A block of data
━━━
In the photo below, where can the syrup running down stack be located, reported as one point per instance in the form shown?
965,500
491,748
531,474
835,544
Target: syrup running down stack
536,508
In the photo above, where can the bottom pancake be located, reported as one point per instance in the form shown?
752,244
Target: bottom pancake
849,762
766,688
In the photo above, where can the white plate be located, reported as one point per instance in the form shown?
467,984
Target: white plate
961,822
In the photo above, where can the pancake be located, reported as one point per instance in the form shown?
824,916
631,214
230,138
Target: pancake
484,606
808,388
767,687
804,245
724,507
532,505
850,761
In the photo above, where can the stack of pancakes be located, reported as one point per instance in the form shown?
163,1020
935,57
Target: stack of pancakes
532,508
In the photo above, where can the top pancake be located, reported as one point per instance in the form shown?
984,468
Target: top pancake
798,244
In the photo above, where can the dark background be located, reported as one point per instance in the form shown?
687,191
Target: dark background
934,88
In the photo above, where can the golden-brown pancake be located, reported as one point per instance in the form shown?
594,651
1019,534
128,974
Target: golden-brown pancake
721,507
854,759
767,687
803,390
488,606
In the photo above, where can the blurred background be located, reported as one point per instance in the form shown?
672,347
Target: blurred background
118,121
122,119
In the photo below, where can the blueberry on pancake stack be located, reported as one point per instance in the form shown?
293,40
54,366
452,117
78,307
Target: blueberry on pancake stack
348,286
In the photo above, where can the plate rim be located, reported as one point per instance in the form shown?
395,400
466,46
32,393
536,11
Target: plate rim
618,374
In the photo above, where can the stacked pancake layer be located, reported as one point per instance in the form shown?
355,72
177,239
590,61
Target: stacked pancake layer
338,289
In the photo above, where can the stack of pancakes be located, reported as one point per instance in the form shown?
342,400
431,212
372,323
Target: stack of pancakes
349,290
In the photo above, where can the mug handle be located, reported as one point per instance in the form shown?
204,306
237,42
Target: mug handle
━━━
Reproduce the items from the line containing "In the photo above, where can the plate" through the end of the records, swapping "plate rim" for "plate edge" and leaving all else unchanged.

In the photo above, where can the plate edge be located, reported as one point per instance in the form shown?
395,400
466,46
32,393
536,11
Target: plate edge
618,374
In the photo above, where can the stacked pancake layer be located, reported as one point per instance in the form shown?
355,72
177,239
590,61
Target: stacked pancake layer
338,289
In the photo above, where can the stack of pancakes be located, reported as one point per instance in the form shown?
342,400
431,212
372,323
Target: stack of pancakes
349,290
In the photo above, where can the mug handle be located, reported as one point per instance in the form shown?
204,306
237,42
Target: mug handle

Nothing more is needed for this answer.